DSC #3: The Truth About Digital Humanities Collaborations (and Textual Variants!)
by Maria Sachiko Cecire, January 10, 2020
I read the email thread again. Then one more time. “Oh my gosh,” I whispered. “What do I say?”
The first message in the thread, titled “Amazing discovery for our next volume!” was from Quinn, who’d had the great idea to start the Data-Sitters Club in the first place. The DSC is a group of scholars that are creating a digital humanities guide to computational text analysis by building and analyzing a corpus of the Baby-Sitters Club books, and I was the last member to join before we launched a few months ago (there’s more about all the members of the gang and our history in Chapter 2). Quinn asked me to be part of the DSC because of my background in children’s literature and childhood studies, and because of my digital humanities-friendliness as the director of the Center for Experimental Humanities at Bard College. But not particularly for my data mining experience, because it’s not something I usually do! Everyone in the DSC was so nice, and I already knew some of the other members from before, but already I was feeling out of place.
The emails I was reading were about some findings that Quinn had made when comparing the Baby-Sitters Club books she found online, with the more recently released versions we digitized through scanning and optical character recognition (OCR). These findings showed that the supposedly same books often had a lot of differences. Katia, another DSC member, helped build these two collections of Baby-Sitters Club books, and you can read about the process of corpus-building and some of the discrepancies in Katia and the Phantom Corpus. Now everyone in the email thread was gushing about how interesting it was to see content changes that seemed to reflect updated expectations, norms, and day-to-day realities: for example, swapping twenty-first century technologies and fashions for the 80s and 90s ones in the original books. Think “styled” hair instead of “permed” hair, “player” instead of “VCR,” and amounts of money removed or updated to account for inflation. (Granted, the lack of metadata for the versions Quinn found online mean we can’t know conclusively that they’re the originals, or even older than the more recent versions we digitized, but it sure looked that way.) I was happy to see the team so enthusiastic and united, but the problem was…the findings weren’t surprising to me at all.

* [The tasks]:
• 1. In the Data-Sitters Club post, what word took the place of "VCR" in the more recently released versions of the books?
• 2. Continue the Data-Sitters Club post after its final sentence.
The data that follows has no connection to the Data-Sitters Club post.

* [Extracted data]:
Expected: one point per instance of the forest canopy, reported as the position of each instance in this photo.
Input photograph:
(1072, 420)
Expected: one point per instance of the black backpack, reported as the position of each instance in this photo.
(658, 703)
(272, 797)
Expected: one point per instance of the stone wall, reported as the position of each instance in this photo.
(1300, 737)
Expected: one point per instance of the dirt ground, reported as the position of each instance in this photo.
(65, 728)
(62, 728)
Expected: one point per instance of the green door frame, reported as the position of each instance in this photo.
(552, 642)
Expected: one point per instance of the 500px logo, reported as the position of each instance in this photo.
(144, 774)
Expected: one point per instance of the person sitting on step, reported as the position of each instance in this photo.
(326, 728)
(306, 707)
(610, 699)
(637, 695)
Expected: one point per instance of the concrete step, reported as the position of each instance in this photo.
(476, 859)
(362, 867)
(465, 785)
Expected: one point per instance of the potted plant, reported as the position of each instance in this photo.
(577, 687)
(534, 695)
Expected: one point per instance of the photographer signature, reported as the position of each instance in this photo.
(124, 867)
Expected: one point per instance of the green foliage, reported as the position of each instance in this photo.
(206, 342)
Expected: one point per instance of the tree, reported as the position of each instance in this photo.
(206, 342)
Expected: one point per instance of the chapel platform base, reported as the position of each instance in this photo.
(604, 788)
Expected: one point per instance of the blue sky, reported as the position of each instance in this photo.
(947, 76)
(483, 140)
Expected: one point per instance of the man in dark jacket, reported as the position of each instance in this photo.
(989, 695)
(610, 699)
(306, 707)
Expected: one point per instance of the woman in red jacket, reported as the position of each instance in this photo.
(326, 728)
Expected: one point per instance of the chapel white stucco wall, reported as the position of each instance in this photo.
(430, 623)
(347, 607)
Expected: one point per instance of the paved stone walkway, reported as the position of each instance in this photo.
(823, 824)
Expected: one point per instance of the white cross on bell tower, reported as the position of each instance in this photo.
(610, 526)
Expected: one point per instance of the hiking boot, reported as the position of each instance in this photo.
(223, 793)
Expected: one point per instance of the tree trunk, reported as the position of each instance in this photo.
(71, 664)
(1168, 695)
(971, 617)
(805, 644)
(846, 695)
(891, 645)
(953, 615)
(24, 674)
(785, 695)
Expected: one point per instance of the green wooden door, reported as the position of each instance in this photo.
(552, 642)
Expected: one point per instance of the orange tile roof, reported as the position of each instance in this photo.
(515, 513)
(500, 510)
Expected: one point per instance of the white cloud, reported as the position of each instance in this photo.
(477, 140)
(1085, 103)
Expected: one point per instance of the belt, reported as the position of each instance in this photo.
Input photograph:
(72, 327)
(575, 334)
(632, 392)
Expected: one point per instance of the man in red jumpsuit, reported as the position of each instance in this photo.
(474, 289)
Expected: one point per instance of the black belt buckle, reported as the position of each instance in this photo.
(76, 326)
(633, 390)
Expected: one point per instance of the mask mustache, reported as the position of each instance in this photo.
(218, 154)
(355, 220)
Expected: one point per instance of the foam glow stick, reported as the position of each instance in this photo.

* [Per-task answers]:
• 1. "Player"

• 2.
Children’s publishing has a long history of revising texts to keep up with changing social norms, especially since books for kids have always been seen as instructional (even didactic and, some claim, “civilizing”), as well as entertaining. And since children’s books are overwhelmingly written, published, and bought by adults – most of whom care a LOT about what kids are reading and thinking about – there have always been adult eyeballs on children’s literature and calls to take out or change “inappropriate” material. One old-school version of this is the differences between the first edition of the Brothers Grimm’s Children’s and Household Tales in 1812 and the “definitive” version in 1857, where the stories were dramatically edited to make them more “suitable” (less violent, sexual, and pagan) for children. They did this even though the original project was supposed to be a folk record of deep-rooted national tales, not necessarily an influence on modern youth! But from the late eighteenth century on, if you say any cultural object is “for children,” it automatically sets off all kinds of appropriateness radars.
Another children’s lit classic that has gotten this treatment is Roald Dahl’s Charlie and the Chocolate Factory; there were some (honestly, reaaaally necessary) revisions in the 1970s to deal with the fact that the Oompa Loompas were described in the ‘60s original as “amiable black pygmies” from “the very deepest and darkest part of the African jungle where no white man had been before.” Ew. (More on these kind of changes at children’s literature scholar Phil Nel’s blog, from which the Oompa Loompa illustrations were taken.)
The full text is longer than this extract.